→ Source document
Goats might not have the pull of cats and dogs when it comes to the adorable factor, but thanks to a combination of ingenuity, timing and an understanding of their fanbase, Coffee Stain studios has helped cement the goat as an animal of insane distinction which has sipped into pop culture. How does such a concept come about and where does the Skövde based studio go from here. I put a few questions to Armin Ibrisagic, game designer and PR manager at the studio.
What would you describe as Coffee Stain’s pillars?
I think the fact that Coffee Stain has never reached out to publishers for funding is one of the major reasons for our studios’ success. The studios’ first PC game Sanctum was a total labor of love from its developers. We never had the resources to compete with big studios, but I think the fact that everyone at Coffee Stain really, really wanted Sanctum to see the light of the day made us work harder than we would if we had done contract work for someone else’s IP. Finally, our most successful game, Goat Simulator would never have received funding from a big publisher. Who would fund a game called “Goat Simulator” where the main character is a goat? I think the fact that we’re willing to take risks that AAA studios aren’t makes our games stand out.
Was a game like Goat Simulator always on the cards as the studios second major IP?

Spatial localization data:
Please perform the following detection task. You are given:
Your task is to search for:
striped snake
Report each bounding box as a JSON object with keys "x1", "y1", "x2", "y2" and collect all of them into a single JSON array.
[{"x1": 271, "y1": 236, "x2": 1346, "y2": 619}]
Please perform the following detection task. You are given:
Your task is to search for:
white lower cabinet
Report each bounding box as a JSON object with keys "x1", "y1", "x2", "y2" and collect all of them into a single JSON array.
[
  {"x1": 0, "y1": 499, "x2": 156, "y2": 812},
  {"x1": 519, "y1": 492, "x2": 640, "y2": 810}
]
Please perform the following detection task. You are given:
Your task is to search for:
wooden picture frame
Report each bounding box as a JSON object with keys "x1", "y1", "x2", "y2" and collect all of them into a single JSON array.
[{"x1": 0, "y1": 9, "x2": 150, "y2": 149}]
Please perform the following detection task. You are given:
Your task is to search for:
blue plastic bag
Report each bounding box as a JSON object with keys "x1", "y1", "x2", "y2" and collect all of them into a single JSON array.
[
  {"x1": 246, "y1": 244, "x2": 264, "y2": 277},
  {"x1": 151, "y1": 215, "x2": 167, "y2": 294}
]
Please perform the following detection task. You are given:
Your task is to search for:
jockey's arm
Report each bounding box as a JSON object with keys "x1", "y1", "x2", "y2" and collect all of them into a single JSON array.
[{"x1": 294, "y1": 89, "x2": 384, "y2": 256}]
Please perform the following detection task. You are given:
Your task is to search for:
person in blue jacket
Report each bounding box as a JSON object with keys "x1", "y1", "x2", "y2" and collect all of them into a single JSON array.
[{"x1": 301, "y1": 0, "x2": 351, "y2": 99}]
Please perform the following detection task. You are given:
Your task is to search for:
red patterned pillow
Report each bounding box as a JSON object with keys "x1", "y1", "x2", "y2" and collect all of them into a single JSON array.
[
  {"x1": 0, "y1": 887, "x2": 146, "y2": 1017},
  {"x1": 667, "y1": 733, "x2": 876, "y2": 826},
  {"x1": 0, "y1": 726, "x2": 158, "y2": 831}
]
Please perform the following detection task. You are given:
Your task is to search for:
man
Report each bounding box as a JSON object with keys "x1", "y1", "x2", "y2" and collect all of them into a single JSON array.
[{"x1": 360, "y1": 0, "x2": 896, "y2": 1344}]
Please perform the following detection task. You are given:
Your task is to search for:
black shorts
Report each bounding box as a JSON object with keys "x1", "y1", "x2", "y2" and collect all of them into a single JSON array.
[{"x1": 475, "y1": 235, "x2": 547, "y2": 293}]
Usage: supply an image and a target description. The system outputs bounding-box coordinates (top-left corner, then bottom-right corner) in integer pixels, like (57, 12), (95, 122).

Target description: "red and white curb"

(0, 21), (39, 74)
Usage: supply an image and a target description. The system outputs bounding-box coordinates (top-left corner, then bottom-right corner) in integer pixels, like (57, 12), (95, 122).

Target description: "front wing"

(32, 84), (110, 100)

→ Task requirements
Write out the part of the Coffee Stain Studios interview from "What would you" up to and including "games stand out.", word for word.

→ Solution for this problem
What would you describe as Coffee Stain’s pillars?
I think the fact that Coffee Stain has never reached out to publishers for funding is one of the major reasons for our studios’ success. The studios’ first PC game Sanctum was a total labor of love from its developers. We never had the resources to compete with big studios, but I think the fact that everyone at Coffee Stain really, really wanted Sanctum to see the light of the day made us work harder than we would if we had done contract work for someone else’s IP. Finally, our most successful game, Goat Simulator would never have received funding from a big publisher. Who would fund a game called “Goat Simulator” where the main character is a goat? I think the fact that we’re willing to take risks that AAA studios aren’t makes our games stand out.